Return each line of the records that contains the word "positive", copied in full. Matching is case-sensitive.

Supplied data —
++++++
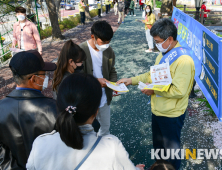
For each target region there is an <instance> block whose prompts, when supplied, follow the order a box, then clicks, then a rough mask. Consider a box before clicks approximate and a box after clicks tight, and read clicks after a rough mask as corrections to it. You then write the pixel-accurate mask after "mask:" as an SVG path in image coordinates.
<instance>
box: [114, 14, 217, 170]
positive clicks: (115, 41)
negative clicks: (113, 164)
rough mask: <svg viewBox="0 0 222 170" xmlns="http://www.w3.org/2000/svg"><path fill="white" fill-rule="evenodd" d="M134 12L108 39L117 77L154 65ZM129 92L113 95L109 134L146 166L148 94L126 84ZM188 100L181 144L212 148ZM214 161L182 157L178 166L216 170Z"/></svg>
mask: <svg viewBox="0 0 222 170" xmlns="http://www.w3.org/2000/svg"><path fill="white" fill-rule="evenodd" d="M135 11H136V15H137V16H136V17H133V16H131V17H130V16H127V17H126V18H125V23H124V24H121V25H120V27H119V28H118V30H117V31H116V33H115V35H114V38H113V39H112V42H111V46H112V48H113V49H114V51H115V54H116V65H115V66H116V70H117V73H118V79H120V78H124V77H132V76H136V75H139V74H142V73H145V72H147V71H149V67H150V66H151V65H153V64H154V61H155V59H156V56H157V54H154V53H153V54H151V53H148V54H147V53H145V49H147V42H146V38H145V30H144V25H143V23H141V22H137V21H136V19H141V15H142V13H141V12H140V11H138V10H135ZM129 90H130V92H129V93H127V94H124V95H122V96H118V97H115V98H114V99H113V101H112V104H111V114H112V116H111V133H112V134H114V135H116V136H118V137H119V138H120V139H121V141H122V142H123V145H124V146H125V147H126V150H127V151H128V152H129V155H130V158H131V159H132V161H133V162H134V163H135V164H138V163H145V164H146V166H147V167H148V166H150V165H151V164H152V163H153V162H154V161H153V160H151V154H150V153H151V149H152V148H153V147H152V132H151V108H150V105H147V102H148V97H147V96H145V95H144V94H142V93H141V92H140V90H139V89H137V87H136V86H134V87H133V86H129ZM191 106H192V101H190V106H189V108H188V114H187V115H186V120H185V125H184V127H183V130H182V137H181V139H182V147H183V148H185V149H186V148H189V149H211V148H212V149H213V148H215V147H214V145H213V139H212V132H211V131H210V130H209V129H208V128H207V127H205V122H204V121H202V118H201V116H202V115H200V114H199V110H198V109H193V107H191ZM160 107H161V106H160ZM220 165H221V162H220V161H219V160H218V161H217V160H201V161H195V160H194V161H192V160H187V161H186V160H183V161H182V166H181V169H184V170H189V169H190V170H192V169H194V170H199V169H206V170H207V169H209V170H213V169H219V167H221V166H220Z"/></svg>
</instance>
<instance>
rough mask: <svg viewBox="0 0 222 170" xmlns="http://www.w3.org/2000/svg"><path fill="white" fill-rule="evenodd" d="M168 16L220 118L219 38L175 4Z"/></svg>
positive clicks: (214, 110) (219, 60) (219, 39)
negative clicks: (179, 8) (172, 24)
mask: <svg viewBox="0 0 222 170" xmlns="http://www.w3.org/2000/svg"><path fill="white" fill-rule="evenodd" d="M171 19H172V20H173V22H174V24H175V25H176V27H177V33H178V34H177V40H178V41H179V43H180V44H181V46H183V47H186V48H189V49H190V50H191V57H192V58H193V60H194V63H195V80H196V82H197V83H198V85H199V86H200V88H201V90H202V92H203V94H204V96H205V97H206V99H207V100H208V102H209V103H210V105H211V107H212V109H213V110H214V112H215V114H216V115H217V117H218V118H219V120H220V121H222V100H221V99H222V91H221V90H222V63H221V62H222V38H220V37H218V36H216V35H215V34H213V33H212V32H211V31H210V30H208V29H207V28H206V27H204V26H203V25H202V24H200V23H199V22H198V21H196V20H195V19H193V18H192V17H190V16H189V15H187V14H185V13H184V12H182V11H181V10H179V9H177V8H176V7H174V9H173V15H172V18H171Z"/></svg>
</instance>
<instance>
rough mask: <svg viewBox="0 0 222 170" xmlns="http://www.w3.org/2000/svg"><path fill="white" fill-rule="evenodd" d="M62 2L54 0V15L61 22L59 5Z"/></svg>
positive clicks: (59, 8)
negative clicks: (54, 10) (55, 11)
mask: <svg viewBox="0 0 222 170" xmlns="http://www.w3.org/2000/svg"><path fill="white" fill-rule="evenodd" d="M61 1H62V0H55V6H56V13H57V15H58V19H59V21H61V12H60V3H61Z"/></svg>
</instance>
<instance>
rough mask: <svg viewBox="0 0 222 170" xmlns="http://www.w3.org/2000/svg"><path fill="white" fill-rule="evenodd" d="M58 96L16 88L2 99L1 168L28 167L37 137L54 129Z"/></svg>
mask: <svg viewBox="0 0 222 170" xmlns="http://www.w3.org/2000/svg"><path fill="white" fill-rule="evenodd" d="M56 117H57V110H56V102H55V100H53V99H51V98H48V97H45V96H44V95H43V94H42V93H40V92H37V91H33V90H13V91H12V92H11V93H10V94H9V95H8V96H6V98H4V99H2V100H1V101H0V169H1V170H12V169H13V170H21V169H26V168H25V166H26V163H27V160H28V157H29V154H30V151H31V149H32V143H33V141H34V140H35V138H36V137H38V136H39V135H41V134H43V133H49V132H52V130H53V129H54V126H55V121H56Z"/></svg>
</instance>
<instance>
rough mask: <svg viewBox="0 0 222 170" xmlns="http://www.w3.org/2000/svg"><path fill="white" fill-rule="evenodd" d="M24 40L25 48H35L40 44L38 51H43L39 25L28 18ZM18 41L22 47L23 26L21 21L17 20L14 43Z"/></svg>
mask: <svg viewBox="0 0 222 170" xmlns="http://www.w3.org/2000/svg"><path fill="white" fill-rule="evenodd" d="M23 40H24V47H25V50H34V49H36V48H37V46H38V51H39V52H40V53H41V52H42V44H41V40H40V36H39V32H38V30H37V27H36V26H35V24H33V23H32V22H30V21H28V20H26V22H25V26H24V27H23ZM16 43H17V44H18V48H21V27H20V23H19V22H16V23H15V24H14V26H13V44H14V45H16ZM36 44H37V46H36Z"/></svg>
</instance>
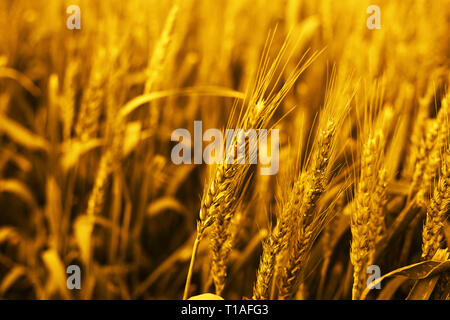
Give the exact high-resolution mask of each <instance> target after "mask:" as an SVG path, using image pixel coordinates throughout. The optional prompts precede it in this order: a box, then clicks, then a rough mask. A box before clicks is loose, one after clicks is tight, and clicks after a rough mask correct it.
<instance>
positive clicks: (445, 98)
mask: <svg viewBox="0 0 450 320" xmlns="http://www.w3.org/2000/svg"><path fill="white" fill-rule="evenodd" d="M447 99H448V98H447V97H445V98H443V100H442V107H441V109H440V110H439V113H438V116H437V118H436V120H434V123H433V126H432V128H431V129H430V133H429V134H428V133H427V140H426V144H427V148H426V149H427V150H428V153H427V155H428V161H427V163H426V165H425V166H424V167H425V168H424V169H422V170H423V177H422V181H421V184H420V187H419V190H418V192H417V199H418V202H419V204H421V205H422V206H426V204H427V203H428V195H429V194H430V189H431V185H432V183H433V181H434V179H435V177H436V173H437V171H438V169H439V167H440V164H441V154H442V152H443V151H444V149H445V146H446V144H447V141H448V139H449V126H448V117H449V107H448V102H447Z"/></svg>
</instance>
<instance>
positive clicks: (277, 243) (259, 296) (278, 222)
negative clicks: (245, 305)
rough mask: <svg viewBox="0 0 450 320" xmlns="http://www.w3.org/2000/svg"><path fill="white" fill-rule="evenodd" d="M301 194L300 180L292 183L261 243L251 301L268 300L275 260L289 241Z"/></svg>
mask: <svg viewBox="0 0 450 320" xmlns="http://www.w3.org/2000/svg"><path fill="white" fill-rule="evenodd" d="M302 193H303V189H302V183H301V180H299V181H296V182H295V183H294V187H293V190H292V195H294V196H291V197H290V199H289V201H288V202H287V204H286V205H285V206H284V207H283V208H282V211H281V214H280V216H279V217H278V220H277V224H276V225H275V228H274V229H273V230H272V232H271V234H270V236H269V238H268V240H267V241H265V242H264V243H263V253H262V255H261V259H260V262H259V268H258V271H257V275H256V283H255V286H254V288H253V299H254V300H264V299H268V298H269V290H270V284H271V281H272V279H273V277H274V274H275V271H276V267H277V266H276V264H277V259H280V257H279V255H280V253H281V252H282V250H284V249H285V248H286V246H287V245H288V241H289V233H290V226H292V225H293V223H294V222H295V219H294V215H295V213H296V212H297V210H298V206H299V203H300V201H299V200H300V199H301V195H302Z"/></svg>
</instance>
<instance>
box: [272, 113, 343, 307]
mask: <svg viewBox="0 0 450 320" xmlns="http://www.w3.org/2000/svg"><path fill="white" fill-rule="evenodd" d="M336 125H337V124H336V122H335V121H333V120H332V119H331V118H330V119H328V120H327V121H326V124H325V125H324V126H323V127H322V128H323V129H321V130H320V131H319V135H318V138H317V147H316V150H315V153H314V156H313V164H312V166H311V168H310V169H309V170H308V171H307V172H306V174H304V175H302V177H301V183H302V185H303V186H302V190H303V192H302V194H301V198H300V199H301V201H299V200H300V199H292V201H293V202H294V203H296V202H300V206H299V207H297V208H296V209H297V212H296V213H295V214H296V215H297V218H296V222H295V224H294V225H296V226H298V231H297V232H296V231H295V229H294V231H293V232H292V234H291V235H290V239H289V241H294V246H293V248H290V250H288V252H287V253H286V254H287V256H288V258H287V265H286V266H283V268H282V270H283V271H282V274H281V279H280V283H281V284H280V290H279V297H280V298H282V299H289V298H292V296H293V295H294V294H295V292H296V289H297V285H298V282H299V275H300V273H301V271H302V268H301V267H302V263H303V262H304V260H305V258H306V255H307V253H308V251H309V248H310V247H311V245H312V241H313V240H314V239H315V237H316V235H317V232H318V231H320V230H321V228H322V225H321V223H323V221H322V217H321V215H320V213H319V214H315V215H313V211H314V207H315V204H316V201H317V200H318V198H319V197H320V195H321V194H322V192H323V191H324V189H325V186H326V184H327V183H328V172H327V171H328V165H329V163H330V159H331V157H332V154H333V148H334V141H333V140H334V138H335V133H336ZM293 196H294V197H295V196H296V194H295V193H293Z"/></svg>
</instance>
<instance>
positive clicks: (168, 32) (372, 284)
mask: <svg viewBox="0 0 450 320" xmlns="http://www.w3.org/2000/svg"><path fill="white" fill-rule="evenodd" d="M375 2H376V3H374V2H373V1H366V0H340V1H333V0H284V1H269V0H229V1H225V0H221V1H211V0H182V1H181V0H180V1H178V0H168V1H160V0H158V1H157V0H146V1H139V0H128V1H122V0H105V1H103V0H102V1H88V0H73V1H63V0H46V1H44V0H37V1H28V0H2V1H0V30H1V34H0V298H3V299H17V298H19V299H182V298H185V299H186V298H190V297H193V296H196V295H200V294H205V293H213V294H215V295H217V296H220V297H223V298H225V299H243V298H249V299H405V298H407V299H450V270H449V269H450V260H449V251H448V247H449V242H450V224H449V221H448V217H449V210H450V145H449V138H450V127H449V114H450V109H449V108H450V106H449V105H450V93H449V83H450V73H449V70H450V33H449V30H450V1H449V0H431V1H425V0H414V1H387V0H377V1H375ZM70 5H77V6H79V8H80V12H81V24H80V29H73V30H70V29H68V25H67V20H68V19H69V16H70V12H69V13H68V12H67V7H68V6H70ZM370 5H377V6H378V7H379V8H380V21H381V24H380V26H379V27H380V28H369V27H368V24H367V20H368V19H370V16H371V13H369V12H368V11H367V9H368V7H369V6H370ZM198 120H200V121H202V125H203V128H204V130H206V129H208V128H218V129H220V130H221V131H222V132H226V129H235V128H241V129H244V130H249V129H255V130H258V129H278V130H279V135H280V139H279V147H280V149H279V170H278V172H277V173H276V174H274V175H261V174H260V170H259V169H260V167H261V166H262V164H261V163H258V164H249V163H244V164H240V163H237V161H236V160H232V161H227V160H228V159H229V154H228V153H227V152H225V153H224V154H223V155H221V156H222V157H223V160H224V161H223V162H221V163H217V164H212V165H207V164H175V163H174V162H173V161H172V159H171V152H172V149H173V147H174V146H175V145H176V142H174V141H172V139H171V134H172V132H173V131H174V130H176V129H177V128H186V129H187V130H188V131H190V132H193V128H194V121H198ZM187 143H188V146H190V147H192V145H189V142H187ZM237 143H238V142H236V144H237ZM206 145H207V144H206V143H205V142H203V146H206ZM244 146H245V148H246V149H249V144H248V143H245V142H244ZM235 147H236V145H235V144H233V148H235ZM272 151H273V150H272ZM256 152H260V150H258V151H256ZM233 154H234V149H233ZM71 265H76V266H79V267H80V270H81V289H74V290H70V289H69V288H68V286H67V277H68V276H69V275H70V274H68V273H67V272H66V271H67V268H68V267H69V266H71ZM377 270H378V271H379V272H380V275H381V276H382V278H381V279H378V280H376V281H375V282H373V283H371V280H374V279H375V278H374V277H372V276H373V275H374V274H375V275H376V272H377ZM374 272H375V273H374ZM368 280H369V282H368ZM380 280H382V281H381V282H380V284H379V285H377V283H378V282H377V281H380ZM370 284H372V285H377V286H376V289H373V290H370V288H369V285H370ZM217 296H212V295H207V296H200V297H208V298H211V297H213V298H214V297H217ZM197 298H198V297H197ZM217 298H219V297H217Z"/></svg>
++++++
Result of the task —
positive clicks: (115, 41)
positive clicks: (214, 110) (219, 60) (219, 39)
positive clicks: (59, 8)
positive clicks: (445, 98)
positive clicks: (277, 243) (259, 296) (278, 222)
positive clicks: (168, 32) (372, 284)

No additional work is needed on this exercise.